--- Source ---
In this inscription of the 14th year is registered a gift of land as tirunamattukkani to the temple of Udaiyavan Vadataliudaiya-Nayanar by Tiruvalanjuli-Udaiyar Ichchipperrarayar of Alisupakkam, after purlchase from a Brahman lady named Alappirandal-Sani, wife of Balasriyan Tirumalirunjolai-Nambi and the daughter of Karunakara-Nambi of Perumarudur in Ulagalandasola-chaturvedimangalam, a brahmadeya in Merka-nadu, a subdivision of Viruda[rajabhayankara]-valanadu ‘on the northern bank’. Ulagalandasola-chaturvedimangalam may be identified with Omampuliyur itself.

The date of the record, according to the astronomical details given, is A.D. 1257, March 18, Sunday.

No. 185.

(A. R. No. 506 of 1926).

On the same wall.

This record, also dated in the 14th year, seems to be an incomplete copy of No. 186 following.

The details of date given here are not regular.

No. 186.

(A. R. No. 505 of 1926).

On the same wall.

In this damaged inscription, the chief’s name is lost, but the regnal year 14 is preserved It registers three transactions, viz., (1) a gift of land by Arasalvan Aravamudalvan to the temple of [Udai]yavan Vadatali-[Udaiyar] at Ulagalandasola-[chaturvedimangalam] for offerings and worship ; (2) a purchase of some land from the same person by the devakanmis of the temple from money realized by the sale of temple jewels ; and (3) a gift of another bit of land which was received from a certain Brahman to whom this person had given a loan. All these lands were now given for offerings and worship in the temple. Since this inscription appears to be identical with the previous one, the former may be attributed to Kopperunjingadeva.

No. 187.

(A. R. No. 60 of 1932-33).

Tirukkachchiyur, Chingleput Taluk and District.

On the south wall of the first prakara in the Kachchapesvara temple.

This inscription, dated in the 14th year, refers to a sale of 195 kuli of land called ‘Marundan-tirunandavanam’ to the uravar, for 7,500 kasu, made in the 26th year of Rajaraja III by Isanadeva, the manager, and the trustees of the temple of Tiruvalakkoyiludaiya-Nayanar at Tirukkachchur in Senkunra-nadu, a subdivision of Kalatturkottam, a district of Ja[ya*]ngondasola-mandalam. Mangudaiyan Tiruvaiyarudaiyan Tirumuttisuramudaiyan Amarabuyankarapperumal, an andar and a later manager of this temple in the time of Perujingadeva paid back the amount and acquired the 195 kuli to provide a flower garden for the god.
--- Stored data ---
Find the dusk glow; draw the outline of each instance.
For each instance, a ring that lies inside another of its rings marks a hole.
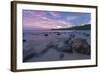
[[[23,10],[24,29],[68,28],[90,20],[90,13]]]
---
■ **Tasks and exercises**:
A. According to the inscription notes, what date do the astronomical details give for the record of the 14th year?
B. Repeat the passage in the inscription notes from "In this damaged" to "60 of 1932-33).".
C. List every A. R. number cited in the inscription notes.
The listing has no connection to the inscription notes.

■ **Exercise results**:
A. A.D. 1257, March 18, Sunday.

B.
In this damaged inscription, the chief’s name is lost, but the regnal year 14 is preserved It registers three transactions, viz., (1) a gift of land by Arasalvan Aravamudalvan to the temple of [Udai]yavan Vadatali-[Udaiyar] at Ulagalandasola-[chaturvedimangalam] for offerings and worship ; (2) a purchase of some land from the same person by the devakanmis of the temple from money realized by the sale of temple jewels ; and (3) a gift of another bit of land which was received from a certain Brahman to whom this person had given a loan. All these lands were now given for offerings and worship in the temple. Since this inscription appears to be identical with the previous one, the former may be attributed to Kopperunjingadeva.

No. 187.

(A. R. No. 60 of 1932-33).

C.
A. R. No. 506 of 1926
A. R. No. 505 of 1926
A. R. No. 60 of 1932-33